■ **Problem 1**
Decide whether each statement below agrees with the passage on James Smithson's bequest. Answer yes or no for each, quoting the deciding words of the passage exactly.
(a) The Smithsonian Institution was first in line to receive Smithson's money.
(b) Smithson's money crossed from the old world to the new in bags of gold coin.
(c) Smithson's mother was an heiress of gentry.
■ **Problem 2**
Write the next part of the passage on James Smithson's bequest, picking up after its final sentence.

■ **Text extract**
== == ==

James Smithson, illegitimate son of the inconceivably wealthy Duke of Northumberland, born in France and a lover of aristocratic privilege, left the equivalent of fifty million dollars "to the United States of America, to found at Washington, under the name of the Smithsonian Institution, an Establishment for the increase and diffusion of Knowledge among men." The institution was third in line, behind his (also bastard) brother and his nephew. He may have known that the nephew, reputed to be homosexual, would not produce an heir, though he might not have predicted how quickly both relatives would follow him in death. Despite one small claim on the money and the speculation that Smithson must have been mad to make such a stipulation in his will, the money passed - in bags of gold coin - from the old world to the new, and the Smithsonian was born.

Living on a cusp of history not long before the destruction of the French monarchy, Smithson felt always the sting of non-acceptance among his peers. His mother, a strong, determined heiress of gentry, attempted to provide for her two sons every advantage that their rank might allow, but both men were barred from the drawing rooms of the legitimately titled. This could have been one reason why Smithson wanted his money spent -- and his name remembered -- in a more egalitarian clime. Had he not earmarked it for perpetuity with his unusual endowment, it would have passed back to the very lords and lawyers he so despised.

== == ==

(Location annotation dataset excerpts)
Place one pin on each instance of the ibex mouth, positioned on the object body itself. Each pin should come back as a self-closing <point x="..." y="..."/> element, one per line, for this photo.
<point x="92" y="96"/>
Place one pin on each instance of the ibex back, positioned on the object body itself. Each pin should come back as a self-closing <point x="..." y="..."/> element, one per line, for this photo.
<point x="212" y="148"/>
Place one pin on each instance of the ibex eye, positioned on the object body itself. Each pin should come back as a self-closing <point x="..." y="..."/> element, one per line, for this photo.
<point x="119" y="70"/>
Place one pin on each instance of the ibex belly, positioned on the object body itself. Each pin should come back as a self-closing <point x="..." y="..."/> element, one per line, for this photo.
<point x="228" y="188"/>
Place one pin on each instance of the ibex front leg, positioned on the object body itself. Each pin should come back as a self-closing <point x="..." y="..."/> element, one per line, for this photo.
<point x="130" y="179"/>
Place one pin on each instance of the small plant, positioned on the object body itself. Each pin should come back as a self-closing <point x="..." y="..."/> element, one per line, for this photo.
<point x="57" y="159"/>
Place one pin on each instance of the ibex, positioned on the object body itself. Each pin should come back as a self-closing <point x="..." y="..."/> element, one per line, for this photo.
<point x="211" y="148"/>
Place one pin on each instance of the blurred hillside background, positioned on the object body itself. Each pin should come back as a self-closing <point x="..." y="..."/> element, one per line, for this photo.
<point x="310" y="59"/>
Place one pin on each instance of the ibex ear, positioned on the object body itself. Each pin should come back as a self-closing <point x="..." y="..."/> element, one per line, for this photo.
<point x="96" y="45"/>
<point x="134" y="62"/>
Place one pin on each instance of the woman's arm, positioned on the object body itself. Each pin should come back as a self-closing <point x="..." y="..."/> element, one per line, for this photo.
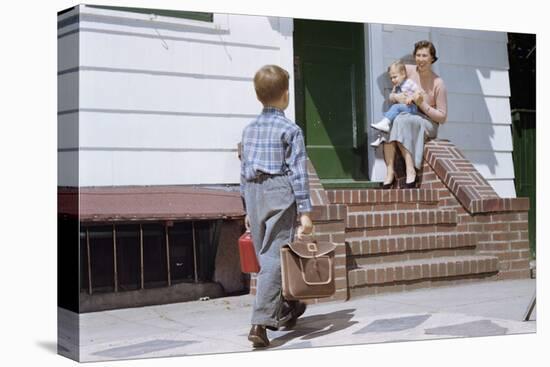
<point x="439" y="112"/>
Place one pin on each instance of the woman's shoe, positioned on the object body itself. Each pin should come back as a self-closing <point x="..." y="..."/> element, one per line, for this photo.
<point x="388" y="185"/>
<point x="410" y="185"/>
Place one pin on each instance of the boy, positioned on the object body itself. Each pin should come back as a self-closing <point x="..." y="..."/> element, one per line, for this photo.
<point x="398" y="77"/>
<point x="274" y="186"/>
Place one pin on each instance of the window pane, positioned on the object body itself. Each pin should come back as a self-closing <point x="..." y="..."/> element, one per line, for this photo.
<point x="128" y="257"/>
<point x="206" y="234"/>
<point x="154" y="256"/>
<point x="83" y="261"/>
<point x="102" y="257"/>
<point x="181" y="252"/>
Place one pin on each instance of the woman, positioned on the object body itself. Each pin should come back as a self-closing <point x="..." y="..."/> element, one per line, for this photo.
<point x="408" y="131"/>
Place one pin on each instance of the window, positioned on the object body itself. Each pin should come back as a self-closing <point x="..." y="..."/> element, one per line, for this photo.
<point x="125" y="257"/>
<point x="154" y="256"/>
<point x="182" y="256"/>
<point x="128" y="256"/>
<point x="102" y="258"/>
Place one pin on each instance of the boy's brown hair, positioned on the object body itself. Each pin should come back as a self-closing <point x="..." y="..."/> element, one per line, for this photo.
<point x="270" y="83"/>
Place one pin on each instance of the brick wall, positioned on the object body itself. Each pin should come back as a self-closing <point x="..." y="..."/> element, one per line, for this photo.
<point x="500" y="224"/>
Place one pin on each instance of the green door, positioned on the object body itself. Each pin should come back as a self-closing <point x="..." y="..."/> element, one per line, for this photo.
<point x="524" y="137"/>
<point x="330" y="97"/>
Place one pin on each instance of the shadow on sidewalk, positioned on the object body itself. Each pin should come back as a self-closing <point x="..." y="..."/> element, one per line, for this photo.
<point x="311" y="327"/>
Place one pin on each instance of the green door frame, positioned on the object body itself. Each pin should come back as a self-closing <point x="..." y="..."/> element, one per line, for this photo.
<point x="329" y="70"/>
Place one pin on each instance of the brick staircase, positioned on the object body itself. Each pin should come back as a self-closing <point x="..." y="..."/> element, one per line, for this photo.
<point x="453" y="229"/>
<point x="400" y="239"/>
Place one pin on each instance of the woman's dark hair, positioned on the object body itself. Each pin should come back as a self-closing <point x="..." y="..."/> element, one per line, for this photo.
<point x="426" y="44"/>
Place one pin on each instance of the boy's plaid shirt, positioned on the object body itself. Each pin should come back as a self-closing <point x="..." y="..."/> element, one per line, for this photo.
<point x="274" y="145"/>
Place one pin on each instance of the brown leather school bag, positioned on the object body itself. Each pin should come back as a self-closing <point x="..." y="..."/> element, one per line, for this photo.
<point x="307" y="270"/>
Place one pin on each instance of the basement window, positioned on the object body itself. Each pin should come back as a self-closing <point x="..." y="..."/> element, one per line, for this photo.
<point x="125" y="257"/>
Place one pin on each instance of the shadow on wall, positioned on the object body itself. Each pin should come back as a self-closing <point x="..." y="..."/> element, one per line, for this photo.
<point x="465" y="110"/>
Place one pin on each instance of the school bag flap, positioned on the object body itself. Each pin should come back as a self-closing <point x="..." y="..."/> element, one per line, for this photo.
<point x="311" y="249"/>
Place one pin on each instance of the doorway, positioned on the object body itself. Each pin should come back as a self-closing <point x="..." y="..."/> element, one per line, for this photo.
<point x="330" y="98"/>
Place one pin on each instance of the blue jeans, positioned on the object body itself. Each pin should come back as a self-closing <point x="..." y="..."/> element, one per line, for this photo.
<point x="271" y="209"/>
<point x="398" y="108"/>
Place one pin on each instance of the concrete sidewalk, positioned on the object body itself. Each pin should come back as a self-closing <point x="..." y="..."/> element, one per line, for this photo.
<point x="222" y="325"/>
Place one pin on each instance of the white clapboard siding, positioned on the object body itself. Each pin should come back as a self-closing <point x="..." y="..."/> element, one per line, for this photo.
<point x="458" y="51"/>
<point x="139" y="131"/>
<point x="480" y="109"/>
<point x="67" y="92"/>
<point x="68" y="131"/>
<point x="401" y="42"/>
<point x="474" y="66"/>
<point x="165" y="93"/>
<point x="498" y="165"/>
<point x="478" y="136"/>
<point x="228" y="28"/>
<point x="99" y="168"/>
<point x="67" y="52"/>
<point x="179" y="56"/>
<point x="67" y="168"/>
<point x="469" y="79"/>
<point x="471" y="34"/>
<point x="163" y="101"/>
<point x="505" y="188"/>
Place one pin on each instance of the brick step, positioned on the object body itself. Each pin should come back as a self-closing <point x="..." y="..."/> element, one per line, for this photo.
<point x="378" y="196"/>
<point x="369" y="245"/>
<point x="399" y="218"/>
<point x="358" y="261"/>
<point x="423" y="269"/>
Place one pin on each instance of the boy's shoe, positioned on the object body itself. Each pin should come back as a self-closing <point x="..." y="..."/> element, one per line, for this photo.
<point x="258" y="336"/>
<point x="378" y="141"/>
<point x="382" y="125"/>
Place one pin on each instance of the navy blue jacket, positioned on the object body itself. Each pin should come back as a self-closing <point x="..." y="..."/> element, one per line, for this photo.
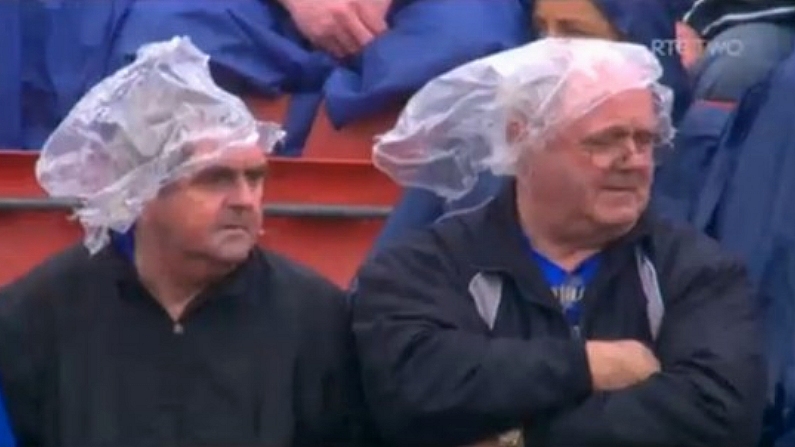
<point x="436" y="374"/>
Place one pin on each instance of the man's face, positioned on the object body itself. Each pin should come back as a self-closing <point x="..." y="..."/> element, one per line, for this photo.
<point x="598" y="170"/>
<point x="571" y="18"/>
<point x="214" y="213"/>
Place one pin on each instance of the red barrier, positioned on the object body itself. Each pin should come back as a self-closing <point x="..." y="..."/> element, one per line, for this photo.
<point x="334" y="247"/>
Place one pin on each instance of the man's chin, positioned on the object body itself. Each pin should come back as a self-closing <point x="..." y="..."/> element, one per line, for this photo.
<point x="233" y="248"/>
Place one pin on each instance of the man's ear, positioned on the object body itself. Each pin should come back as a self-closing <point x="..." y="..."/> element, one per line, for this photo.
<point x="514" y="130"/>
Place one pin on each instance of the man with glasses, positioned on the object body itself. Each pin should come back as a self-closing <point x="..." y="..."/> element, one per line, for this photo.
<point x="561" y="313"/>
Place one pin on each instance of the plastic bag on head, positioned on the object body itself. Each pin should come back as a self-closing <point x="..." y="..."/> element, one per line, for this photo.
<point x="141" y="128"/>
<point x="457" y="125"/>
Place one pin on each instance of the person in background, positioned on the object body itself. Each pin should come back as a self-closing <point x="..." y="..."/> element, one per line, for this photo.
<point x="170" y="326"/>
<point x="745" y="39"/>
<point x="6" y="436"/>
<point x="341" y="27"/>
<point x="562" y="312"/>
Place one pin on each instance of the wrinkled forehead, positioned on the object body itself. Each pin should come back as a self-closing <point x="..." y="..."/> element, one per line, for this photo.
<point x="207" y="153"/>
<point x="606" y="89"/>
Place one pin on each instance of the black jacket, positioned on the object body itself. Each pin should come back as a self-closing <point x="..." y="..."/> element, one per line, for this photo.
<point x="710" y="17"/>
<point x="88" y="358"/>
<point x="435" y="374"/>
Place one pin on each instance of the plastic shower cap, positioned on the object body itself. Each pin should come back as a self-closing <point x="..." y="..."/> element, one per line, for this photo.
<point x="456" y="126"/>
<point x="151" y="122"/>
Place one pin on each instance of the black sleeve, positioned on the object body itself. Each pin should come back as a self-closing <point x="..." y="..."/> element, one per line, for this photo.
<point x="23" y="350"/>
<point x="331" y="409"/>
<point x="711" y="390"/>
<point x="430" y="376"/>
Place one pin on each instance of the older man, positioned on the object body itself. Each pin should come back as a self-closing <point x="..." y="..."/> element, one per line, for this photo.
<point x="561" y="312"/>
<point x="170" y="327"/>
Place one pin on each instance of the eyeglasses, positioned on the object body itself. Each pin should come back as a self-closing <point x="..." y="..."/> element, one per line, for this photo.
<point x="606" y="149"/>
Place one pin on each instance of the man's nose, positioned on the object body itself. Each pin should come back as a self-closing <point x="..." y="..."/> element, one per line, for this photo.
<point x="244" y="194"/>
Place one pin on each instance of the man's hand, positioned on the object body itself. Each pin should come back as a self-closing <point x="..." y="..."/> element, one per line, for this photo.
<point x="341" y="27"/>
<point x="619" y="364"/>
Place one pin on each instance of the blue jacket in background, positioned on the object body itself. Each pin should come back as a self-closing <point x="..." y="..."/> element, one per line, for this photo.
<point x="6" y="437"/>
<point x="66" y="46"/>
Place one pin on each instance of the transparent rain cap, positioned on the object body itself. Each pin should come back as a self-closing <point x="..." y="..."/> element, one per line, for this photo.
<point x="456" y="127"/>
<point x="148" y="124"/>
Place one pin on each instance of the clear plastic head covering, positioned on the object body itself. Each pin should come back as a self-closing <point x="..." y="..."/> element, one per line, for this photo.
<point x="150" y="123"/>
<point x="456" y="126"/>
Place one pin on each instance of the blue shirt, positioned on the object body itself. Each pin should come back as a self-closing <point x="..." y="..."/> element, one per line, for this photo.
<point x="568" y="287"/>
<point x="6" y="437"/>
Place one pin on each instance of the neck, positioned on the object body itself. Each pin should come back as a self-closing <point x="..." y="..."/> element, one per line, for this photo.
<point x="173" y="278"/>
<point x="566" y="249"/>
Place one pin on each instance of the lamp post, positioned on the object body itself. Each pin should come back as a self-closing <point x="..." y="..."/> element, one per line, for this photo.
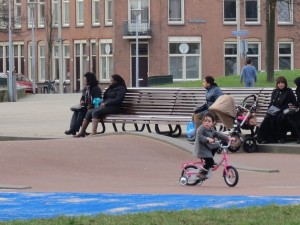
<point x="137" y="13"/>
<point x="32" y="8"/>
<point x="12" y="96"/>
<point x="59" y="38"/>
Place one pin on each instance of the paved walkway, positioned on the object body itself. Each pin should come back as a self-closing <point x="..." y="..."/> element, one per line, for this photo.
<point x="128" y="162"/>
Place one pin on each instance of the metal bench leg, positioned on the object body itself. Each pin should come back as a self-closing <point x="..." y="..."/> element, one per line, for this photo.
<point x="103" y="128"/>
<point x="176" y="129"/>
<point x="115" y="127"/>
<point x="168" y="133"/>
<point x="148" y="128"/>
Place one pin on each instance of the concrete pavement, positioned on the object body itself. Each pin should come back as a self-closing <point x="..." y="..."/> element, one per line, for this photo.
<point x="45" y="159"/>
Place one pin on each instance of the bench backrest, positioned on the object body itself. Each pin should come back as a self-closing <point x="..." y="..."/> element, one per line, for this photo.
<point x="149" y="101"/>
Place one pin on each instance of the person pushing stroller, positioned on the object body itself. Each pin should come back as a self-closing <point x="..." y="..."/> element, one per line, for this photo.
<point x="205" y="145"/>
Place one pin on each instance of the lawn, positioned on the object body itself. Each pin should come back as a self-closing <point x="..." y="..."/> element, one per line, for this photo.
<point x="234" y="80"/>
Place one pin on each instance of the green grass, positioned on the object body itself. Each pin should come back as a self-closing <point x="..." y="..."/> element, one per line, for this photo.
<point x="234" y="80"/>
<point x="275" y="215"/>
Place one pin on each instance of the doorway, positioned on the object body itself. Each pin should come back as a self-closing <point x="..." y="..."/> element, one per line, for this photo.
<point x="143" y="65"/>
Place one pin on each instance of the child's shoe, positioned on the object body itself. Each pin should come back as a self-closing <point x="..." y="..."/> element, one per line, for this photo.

== == ==

■ **Exercise answer 1**
(a) No: "The institution was third in line, behind his (also bastard) brother and his nephew."
(b) Yes: "the money passed - in bags of gold coin - from the old world to the new"
(c) Yes: "His mother, a strong, determined heiress of gentry"

■ **Exercise answer 2**
It is also possible that Smithson, a minor geologist and avid collector who hobnobbed with the leading scientific lights of his day, may have met Benjamin Franklin or Thomas Jefferson or someone from their American entourage visiting in France. This link, and any other explanation for the mysterious bequest, cannot be proved because of a fire which destroyed all of Smithson's papers shortly after the first building of his new institute was constructed.

The establishment of an institution for the "increase and diffusion of knowledge" in the new United States was by no means assured, despite the endowment, and might not have come about had there not been a considerable effort on the part of ex-President John Quincy Adams and a cohort of far-thinking individuals within Congress and without. The money had no sooner arrived than a portion of it was misappropriated in a risky bond scheme. Southerners opposed the institution because it was to be housed in the North, scene of anti-slavery sentiment. Others argued that the Union had many more pressing needs than mere "knowledge".

Adams had a vision. He probably agreed with many foreign visitors to America at the time who found the inhabitants to be crude and uncivilized. Americans were interested only in practical applications of science, not in the purity of the discipline itself. Adams wanted - and never got - a national observatory. Robert Dale Owen, a utopian and proponent of the institute, envisioned it as a national school. Richard Rush, who had gone to England and husbanded the gold on its voyage to the States, thought the proposed establishment should include an experimental farm. Like blind men trying to conceptualize an elephant from its separate portions, these men and others created an amalgam of their individual perceptions and the institute was created, in time becoming a major architectural component of the then-wilderness outpost of Washington.

Smithson got his wish. His name did not disappear, but became as familiar -- and as American -- as Levi's and French fries. No doubt he would be satisfied.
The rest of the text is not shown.